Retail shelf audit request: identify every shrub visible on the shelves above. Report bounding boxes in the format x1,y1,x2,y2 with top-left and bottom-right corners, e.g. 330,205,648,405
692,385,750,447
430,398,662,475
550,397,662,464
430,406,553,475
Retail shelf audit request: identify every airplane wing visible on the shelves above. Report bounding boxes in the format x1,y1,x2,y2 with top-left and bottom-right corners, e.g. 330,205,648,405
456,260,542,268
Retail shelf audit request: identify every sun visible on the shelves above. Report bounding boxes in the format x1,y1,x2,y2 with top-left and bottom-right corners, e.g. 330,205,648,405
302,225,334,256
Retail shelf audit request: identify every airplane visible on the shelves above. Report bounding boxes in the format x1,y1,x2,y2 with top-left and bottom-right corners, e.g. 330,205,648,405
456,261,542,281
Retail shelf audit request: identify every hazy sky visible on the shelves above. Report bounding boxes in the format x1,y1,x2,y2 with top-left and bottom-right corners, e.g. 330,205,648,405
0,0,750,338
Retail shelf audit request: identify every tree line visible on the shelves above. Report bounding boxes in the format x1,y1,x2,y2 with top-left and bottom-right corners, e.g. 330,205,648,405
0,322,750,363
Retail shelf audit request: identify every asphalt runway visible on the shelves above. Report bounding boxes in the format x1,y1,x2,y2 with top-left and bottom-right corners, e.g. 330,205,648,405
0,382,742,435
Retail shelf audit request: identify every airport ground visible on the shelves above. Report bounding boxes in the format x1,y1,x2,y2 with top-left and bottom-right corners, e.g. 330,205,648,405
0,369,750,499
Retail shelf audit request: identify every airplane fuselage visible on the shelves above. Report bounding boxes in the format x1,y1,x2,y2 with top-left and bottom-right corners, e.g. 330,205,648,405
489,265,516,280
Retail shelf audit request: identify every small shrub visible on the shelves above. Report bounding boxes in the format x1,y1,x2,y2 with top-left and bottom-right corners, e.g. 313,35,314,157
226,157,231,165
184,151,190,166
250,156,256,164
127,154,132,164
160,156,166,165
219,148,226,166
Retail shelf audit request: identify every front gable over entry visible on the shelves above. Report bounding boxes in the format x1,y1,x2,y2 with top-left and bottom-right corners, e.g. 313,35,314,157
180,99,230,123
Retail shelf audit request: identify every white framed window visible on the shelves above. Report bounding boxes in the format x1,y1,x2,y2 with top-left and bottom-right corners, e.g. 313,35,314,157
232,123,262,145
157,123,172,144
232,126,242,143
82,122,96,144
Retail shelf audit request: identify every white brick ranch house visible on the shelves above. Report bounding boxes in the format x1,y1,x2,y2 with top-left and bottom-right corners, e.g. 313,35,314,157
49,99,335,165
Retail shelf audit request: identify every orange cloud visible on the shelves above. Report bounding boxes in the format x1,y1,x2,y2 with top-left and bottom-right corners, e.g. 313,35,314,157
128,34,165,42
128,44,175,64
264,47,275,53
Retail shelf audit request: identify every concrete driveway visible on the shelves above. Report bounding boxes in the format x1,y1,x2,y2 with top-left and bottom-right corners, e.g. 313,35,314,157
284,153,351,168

▸ **What this task involves**: Please transcribe all of the lines above verbatim, from the first to the last, without changing anything.

▸ **Solution to the problem**:
Retail shelf audit request: identify every shrub visible on the shelves above. Report bounding boxes in the format x1,y1,x2,y2 with top-left and bottom-right corners, e.g. 330,205,648,405
692,385,750,447
430,398,662,475
550,397,662,464
430,406,553,475
Retail shelf audit request: identify every airplane wing visible on the shelves above. Report bounding boxes in the format x1,y1,x2,y2 with top-left and bottom-right corners, e.g. 330,205,648,405
456,260,542,268
Retail shelf audit request: identify every sun visible on the shelves above. Report bounding boxes in the format x1,y1,x2,y2 with top-left and bottom-right corners, e.g. 330,205,648,405
302,225,334,256
Retail shelf audit request: identify every airplane visible on the shelves above. Report bounding boxes in the format x1,y1,x2,y2 with top-left and bottom-right corners, e.g. 330,205,648,405
456,261,542,281
Retail shelf audit request: identify every hazy sky visible on the shelves above. Report bounding boxes in the format x1,y1,x2,y2 with top-left and bottom-right corners, e.g. 330,205,648,405
0,0,750,338
Retail shelf audit request: identify every tree line visible on the shelves above. Report bounding boxes in the format x1,y1,x2,y2 with top-left and bottom-right corners, e.g. 330,205,648,405
0,322,750,363
Retail shelf audit request: identify every asphalt runway visible on the shelves above. Report bounding boxes in the format x1,y1,x2,y2 with top-left and bottom-right corners, e.g. 330,205,648,405
0,382,742,435
Retail shelf audit request: identify every airport ground visible on the shelves above. Report bounding boxes in the format x1,y1,x2,y2 with top-left and bottom-right corners, e.g. 330,205,648,405
0,369,750,499
Retail shelf audit request: identify every airplane fuselage visible on the shelves above. Report bounding boxes in the format x1,y1,x2,y2 with top-left and bottom-right corners, e.g. 330,205,648,405
489,265,516,280
Retail shelf audit request: identify every small shrub visible on the shelves above. Report bounding boxes in the format x1,y1,x2,y2 with top-left and bottom-right corners, e.g. 313,35,314,157
226,157,231,165
184,151,190,166
250,156,256,164
127,154,132,164
160,156,166,165
219,148,226,166
Retail shelf audit request: identify every front gable over entry visible on the shelves above. Report bounding boxes in the format x1,y1,x2,y2 with top-left and bottom-right corners, e.g. 313,35,314,157
180,99,230,123
Retail shelf audit request: identify every white framed window visible on the shelves above. Report bounding boxes in the format x1,y1,x2,y2 with top-left and bottom-right corners, e.g. 313,35,314,157
232,123,262,145
157,123,172,144
232,126,242,143
82,122,96,144
Retail shelf audit request: identify every white brick ranch house visible on the shelves above. Report bounding boxes in the format x1,y1,x2,y2 with top-left and bottom-right corners, e.g. 313,35,314,157
49,99,335,165
Retail shelf audit request: identify every orange cloud visible on the shelves above. Report bounding boxes in the format x1,y1,x2,y2 with top-left and bottom-right corners, e.g. 313,35,314,157
128,34,165,42
128,44,175,64
264,47,275,53
Retail shelf audit request: identify every concrete driveway visible on the shelves above. Report bounding boxes in the format x1,y1,x2,y2 with top-left and bottom-right corners, e.g. 313,35,314,157
284,153,351,168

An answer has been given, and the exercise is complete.